Supplied records Block Start
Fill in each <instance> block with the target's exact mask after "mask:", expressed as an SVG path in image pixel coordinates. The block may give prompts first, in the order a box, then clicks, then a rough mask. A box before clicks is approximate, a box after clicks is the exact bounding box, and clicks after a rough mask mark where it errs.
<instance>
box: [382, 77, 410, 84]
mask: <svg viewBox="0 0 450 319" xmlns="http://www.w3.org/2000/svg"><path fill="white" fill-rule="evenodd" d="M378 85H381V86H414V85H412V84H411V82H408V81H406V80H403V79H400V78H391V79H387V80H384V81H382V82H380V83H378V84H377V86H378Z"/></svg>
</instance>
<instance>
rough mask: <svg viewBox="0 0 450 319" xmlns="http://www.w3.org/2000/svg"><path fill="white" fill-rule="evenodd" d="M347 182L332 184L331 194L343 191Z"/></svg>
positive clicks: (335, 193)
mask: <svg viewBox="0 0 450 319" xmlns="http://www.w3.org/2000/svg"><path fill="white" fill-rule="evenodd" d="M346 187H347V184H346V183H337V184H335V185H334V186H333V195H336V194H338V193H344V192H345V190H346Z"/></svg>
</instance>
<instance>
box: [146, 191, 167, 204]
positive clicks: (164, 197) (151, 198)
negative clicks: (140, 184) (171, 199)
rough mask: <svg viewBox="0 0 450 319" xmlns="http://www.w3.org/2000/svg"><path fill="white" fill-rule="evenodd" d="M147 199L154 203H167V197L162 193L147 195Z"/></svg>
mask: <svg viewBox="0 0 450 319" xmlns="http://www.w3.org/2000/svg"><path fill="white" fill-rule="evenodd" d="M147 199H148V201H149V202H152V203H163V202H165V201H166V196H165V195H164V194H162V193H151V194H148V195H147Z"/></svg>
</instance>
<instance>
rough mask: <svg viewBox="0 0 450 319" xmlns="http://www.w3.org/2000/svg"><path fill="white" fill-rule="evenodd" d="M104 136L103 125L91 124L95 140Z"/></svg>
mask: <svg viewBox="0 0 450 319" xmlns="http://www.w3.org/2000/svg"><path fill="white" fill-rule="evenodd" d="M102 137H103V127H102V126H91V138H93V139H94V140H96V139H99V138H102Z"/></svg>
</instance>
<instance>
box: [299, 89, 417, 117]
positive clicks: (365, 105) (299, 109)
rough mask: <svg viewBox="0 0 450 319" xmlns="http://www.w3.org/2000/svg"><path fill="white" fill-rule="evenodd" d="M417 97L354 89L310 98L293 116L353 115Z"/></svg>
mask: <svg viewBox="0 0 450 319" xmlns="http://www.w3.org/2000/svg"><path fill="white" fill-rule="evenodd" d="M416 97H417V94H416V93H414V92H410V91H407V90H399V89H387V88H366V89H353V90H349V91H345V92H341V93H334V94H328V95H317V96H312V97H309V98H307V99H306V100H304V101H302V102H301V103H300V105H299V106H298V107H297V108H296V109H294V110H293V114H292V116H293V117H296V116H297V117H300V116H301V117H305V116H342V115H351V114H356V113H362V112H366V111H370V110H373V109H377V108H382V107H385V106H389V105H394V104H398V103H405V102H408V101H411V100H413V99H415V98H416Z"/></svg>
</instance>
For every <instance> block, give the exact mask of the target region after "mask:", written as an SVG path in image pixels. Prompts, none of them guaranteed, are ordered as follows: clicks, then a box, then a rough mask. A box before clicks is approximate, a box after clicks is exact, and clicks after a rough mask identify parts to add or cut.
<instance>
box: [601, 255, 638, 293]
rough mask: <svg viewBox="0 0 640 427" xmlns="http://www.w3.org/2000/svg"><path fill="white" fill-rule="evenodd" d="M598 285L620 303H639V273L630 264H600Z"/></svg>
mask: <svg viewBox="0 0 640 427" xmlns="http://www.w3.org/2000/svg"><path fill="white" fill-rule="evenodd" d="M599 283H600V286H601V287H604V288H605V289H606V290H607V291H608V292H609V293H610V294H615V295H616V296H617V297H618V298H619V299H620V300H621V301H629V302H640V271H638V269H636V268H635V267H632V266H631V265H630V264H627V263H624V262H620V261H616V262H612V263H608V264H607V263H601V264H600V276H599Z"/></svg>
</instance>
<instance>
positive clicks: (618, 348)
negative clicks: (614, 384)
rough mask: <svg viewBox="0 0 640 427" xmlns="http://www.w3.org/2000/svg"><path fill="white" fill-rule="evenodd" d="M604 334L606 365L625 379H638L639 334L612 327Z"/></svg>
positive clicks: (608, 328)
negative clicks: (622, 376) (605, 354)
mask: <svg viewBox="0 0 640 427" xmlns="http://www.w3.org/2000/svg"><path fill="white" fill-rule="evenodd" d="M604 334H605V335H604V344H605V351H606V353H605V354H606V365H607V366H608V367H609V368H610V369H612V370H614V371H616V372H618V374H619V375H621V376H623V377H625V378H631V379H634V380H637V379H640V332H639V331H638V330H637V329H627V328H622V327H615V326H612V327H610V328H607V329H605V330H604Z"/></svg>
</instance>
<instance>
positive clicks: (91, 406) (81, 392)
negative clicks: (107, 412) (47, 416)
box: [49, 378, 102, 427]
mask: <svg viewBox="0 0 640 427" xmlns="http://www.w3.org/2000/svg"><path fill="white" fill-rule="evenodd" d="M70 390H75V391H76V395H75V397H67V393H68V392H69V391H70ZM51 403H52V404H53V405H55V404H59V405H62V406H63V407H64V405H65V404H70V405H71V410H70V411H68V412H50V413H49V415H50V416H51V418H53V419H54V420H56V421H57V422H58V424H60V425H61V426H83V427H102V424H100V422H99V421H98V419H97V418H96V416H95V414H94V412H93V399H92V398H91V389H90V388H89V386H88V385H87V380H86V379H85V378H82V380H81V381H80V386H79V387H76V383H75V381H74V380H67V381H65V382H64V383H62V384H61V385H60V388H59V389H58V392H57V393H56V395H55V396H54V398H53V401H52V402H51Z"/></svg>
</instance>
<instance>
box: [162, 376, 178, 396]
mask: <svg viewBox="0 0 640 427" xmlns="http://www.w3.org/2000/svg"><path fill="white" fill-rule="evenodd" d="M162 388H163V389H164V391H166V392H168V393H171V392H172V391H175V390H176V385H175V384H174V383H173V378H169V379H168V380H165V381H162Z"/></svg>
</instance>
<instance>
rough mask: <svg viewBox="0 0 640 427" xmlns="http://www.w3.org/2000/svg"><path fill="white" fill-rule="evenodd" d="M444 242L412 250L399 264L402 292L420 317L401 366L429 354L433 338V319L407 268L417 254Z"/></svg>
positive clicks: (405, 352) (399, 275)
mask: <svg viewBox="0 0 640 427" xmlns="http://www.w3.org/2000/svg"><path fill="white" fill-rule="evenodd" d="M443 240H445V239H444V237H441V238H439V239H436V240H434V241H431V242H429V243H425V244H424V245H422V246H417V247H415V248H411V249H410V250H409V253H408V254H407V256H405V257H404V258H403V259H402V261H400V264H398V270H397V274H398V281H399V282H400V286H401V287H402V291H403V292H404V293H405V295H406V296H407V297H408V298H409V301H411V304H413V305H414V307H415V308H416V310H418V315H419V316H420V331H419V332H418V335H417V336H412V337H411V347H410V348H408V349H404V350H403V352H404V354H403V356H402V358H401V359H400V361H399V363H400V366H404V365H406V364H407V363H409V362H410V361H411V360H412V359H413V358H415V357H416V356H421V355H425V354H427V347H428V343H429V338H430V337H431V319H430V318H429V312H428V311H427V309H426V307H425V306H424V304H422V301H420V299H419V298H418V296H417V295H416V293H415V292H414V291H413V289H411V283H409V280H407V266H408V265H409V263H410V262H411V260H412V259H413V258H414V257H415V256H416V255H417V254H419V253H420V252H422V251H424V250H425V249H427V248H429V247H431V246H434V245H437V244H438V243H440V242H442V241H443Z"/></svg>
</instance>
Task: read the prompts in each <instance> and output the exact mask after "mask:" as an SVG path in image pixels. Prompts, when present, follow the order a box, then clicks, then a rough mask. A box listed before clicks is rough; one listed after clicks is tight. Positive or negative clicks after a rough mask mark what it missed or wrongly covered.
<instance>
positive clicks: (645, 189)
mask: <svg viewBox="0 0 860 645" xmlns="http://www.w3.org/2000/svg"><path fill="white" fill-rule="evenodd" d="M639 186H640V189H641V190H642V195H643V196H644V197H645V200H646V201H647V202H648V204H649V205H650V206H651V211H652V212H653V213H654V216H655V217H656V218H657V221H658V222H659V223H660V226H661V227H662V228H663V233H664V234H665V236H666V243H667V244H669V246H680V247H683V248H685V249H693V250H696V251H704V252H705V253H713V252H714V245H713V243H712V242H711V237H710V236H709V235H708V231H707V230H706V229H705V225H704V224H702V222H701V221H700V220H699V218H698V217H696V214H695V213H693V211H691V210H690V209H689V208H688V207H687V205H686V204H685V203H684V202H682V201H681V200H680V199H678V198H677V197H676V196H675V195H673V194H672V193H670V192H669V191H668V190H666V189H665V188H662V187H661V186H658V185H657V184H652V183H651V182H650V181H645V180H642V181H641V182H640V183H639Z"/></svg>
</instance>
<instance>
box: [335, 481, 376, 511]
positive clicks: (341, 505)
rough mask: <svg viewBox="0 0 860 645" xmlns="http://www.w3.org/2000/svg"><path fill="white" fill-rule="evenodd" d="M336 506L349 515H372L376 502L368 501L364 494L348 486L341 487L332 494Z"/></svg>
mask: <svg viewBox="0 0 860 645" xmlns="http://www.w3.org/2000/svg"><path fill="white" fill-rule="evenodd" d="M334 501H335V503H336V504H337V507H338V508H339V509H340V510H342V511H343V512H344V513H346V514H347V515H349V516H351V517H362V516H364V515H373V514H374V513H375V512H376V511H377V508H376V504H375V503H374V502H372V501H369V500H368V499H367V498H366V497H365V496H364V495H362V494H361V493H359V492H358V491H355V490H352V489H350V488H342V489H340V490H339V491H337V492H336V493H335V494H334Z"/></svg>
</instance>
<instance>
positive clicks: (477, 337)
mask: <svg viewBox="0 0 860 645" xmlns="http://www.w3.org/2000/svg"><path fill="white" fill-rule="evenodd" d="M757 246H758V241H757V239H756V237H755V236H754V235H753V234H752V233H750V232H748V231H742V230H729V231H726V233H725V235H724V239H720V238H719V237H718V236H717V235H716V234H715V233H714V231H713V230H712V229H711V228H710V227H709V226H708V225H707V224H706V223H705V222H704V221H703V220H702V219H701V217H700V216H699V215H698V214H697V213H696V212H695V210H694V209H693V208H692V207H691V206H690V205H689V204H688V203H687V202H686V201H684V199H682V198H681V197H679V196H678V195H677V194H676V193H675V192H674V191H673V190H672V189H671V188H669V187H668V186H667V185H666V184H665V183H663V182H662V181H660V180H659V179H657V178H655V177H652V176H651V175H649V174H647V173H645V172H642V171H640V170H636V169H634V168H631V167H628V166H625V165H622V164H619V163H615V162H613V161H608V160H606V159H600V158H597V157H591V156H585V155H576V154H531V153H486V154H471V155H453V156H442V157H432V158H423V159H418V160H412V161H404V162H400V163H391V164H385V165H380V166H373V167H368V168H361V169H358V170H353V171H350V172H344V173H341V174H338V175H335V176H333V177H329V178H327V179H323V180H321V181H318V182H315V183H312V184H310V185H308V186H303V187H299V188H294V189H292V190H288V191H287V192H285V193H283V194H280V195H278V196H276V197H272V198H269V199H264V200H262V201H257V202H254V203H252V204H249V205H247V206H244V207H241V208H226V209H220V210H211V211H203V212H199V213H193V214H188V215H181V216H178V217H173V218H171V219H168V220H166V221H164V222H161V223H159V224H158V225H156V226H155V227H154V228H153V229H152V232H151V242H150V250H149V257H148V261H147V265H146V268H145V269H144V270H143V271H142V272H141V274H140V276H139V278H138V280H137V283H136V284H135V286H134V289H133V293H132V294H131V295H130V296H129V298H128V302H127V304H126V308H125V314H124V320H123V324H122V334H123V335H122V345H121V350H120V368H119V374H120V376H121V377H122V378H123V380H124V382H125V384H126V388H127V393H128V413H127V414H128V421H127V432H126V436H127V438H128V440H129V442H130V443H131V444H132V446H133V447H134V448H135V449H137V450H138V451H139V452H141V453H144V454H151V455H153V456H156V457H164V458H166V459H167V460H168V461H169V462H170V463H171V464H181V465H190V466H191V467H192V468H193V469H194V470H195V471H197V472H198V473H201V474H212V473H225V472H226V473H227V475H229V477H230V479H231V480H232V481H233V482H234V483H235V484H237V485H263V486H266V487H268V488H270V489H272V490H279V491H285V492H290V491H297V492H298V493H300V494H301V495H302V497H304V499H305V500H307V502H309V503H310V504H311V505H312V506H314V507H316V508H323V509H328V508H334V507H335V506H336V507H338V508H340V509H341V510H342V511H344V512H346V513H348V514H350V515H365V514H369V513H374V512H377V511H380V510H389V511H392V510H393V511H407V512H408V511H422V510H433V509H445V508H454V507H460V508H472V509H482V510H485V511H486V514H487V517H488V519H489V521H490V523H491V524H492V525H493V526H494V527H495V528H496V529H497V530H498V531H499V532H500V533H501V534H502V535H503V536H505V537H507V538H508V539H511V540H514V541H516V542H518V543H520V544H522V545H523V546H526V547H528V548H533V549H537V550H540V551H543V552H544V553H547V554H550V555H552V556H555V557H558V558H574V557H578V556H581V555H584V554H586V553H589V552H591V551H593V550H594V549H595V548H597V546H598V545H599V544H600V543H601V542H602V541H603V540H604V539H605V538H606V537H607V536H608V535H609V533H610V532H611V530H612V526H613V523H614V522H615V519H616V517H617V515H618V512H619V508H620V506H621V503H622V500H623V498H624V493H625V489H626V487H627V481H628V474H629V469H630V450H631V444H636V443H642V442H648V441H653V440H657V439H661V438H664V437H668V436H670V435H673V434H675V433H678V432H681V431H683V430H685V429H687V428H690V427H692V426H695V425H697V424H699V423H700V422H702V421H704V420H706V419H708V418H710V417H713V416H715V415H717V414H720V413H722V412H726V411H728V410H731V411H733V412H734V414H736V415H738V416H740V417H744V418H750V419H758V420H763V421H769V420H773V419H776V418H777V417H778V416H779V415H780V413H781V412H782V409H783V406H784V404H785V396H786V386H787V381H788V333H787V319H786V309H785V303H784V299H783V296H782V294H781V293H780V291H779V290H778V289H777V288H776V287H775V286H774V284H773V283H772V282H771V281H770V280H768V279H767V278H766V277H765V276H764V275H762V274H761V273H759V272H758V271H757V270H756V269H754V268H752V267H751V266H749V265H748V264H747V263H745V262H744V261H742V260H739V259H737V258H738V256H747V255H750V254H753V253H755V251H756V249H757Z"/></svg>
Supplied records Block End
## Task statement:
Would you retype the lines above from the one with "334L606 365L625 379H638L639" down to the one with "positive clicks: (608, 328)", word for word, both ends included and no other lines?

## Answer to the exercise:
rough mask: <svg viewBox="0 0 640 427" xmlns="http://www.w3.org/2000/svg"><path fill="white" fill-rule="evenodd" d="M604 334L606 365L625 379H638L639 334L612 327Z"/></svg>
positive clicks: (608, 328)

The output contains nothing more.